TASK INPUT:
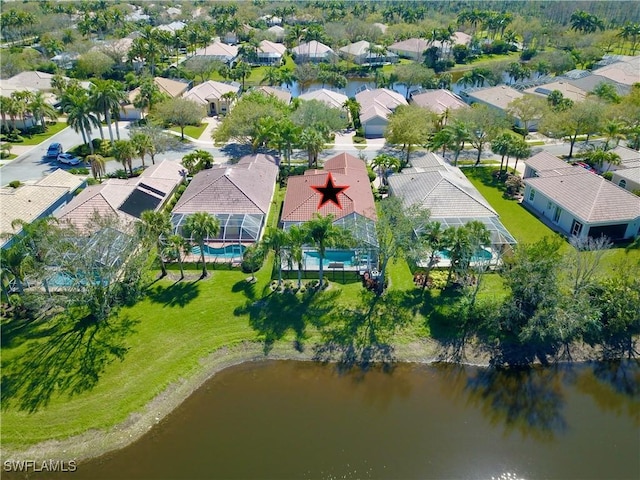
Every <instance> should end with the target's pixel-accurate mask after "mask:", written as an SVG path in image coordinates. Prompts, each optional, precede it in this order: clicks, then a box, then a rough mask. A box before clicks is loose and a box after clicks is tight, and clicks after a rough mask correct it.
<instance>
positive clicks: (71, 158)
mask: <svg viewBox="0 0 640 480" xmlns="http://www.w3.org/2000/svg"><path fill="white" fill-rule="evenodd" d="M58 161H59V162H60V163H64V164H65V165H79V164H80V163H82V160H81V159H79V158H78V157H74V156H73V155H71V154H70V153H61V154H60V155H58Z"/></svg>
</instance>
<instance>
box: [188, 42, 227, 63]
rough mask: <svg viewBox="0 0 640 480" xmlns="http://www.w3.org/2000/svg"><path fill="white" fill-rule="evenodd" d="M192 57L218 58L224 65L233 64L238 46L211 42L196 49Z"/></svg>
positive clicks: (210, 59) (218, 60)
mask: <svg viewBox="0 0 640 480" xmlns="http://www.w3.org/2000/svg"><path fill="white" fill-rule="evenodd" d="M193 56H194V57H204V58H208V59H210V60H218V61H220V62H222V63H224V64H226V65H229V66H231V65H233V64H234V63H235V62H236V60H237V59H238V47H236V46H235V45H229V44H226V43H223V42H213V43H210V44H209V45H207V46H205V47H202V48H199V49H197V50H196V51H195V52H194V54H193Z"/></svg>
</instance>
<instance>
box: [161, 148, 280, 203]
mask: <svg viewBox="0 0 640 480" xmlns="http://www.w3.org/2000/svg"><path fill="white" fill-rule="evenodd" d="M271 158H272V157H269V156H266V155H249V156H246V157H243V158H241V159H240V161H239V162H238V163H236V164H235V165H221V166H217V167H214V168H211V169H208V170H203V171H201V172H199V173H198V174H196V176H195V177H193V180H191V183H190V184H189V186H188V187H187V189H186V190H185V191H184V193H183V194H182V197H180V200H179V201H178V203H177V204H176V206H175V208H174V209H173V212H172V213H184V214H189V213H195V212H208V213H211V214H223V213H258V214H259V213H262V214H267V213H268V212H269V206H270V204H271V199H272V197H273V191H274V188H275V182H276V178H277V176H278V167H277V166H276V165H275V163H274V162H273V161H272V159H271Z"/></svg>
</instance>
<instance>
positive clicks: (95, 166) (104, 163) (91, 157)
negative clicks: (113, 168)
mask: <svg viewBox="0 0 640 480" xmlns="http://www.w3.org/2000/svg"><path fill="white" fill-rule="evenodd" d="M85 161H86V162H87V163H89V167H90V168H91V175H93V178H95V179H96V180H100V179H102V176H103V175H104V174H105V173H106V169H105V165H106V161H105V159H104V157H103V156H102V155H98V154H94V155H87V158H86V159H85Z"/></svg>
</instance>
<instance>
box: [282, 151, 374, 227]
mask: <svg viewBox="0 0 640 480" xmlns="http://www.w3.org/2000/svg"><path fill="white" fill-rule="evenodd" d="M324 167H325V168H324V170H307V171H306V172H305V174H304V175H299V176H295V177H289V180H288V182H287V193H286V195H285V198H284V205H283V207H282V218H281V220H282V221H283V222H306V221H308V220H311V218H312V217H313V214H314V213H319V214H320V215H322V216H326V215H329V214H333V215H335V217H336V219H339V218H342V217H345V216H347V215H349V214H351V213H358V214H360V215H362V216H364V217H367V218H370V219H372V220H376V218H377V217H376V207H375V204H374V201H373V193H372V191H371V184H370V182H369V176H368V174H367V167H366V165H365V163H364V162H363V161H362V160H360V159H359V158H356V157H354V156H352V155H349V154H348V153H341V154H339V155H336V156H335V157H333V158H331V159H329V160H327V161H326V162H325V165H324ZM328 172H331V174H332V175H333V180H334V183H335V184H336V185H348V186H349V188H348V189H347V190H345V191H344V192H341V193H339V194H338V199H339V200H340V204H341V205H342V209H340V208H339V207H338V206H337V205H335V204H333V203H332V202H328V203H326V204H325V205H324V206H323V207H322V208H321V209H319V210H318V204H319V203H320V199H321V194H320V193H318V192H316V191H315V190H314V189H313V188H311V186H324V185H325V184H326V182H327V176H328Z"/></svg>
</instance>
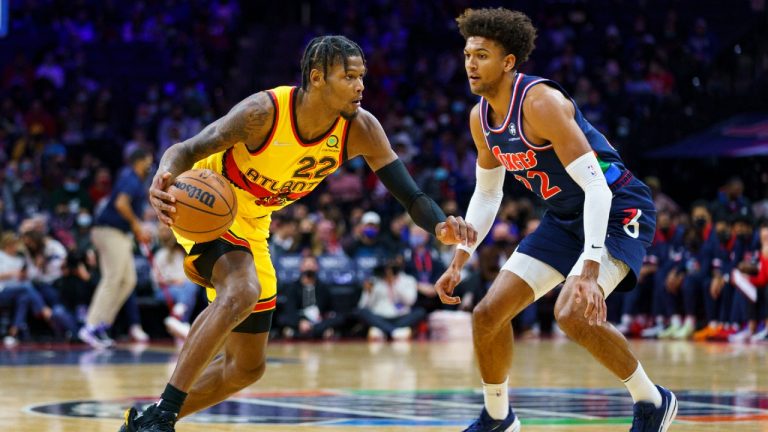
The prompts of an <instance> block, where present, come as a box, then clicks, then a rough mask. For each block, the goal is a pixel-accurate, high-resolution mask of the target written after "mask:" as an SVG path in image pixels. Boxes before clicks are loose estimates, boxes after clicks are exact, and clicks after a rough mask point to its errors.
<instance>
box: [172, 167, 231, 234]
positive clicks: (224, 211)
mask: <svg viewBox="0 0 768 432" xmlns="http://www.w3.org/2000/svg"><path fill="white" fill-rule="evenodd" d="M168 193H170V194H171V195H173V196H174V197H176V214H175V216H176V217H175V220H174V222H173V229H174V230H175V231H176V232H177V233H179V234H181V235H182V236H184V237H186V238H188V239H190V240H192V241H194V242H196V243H204V242H208V241H211V240H215V239H217V238H219V236H220V235H222V234H223V233H224V232H226V231H227V230H228V229H229V227H230V226H232V222H234V220H235V215H236V214H237V197H236V196H235V191H234V190H233V189H232V186H230V184H229V182H228V181H227V180H225V179H224V177H222V176H221V175H219V174H217V173H215V172H213V171H211V170H209V169H193V170H189V171H185V172H183V173H181V175H179V176H178V177H176V180H175V181H174V183H173V185H171V187H170V188H168Z"/></svg>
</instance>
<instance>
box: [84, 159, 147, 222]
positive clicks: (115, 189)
mask: <svg viewBox="0 0 768 432" xmlns="http://www.w3.org/2000/svg"><path fill="white" fill-rule="evenodd" d="M120 194H126V195H128V197H129V198H130V199H131V209H132V210H133V214H135V215H136V217H138V218H139V219H141V216H142V214H143V212H144V206H145V204H146V203H147V202H148V201H147V188H146V186H145V185H144V182H143V180H142V179H141V178H140V177H139V176H138V175H137V174H136V172H135V171H134V170H133V169H131V168H130V167H125V168H123V169H122V171H120V174H119V175H118V177H117V181H115V187H114V188H112V192H111V193H110V195H109V200H108V201H107V204H106V205H105V206H104V208H103V209H102V211H101V212H100V213H99V214H97V215H96V221H95V222H94V225H99V226H108V227H112V228H117V229H119V230H121V231H124V232H130V231H131V225H130V224H129V223H128V221H127V220H126V219H125V218H124V217H123V215H121V214H120V212H118V211H117V208H115V201H116V200H117V197H118V196H119V195H120Z"/></svg>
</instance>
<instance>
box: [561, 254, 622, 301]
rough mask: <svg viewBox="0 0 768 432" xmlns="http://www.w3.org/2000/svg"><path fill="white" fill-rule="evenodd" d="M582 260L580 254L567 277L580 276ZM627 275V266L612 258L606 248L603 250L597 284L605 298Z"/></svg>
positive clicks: (606, 297)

ABOUT THIS TASK:
How many lines of the data contain the string "positive"? Reply with the number only.

THE COMPLETED TASK:
6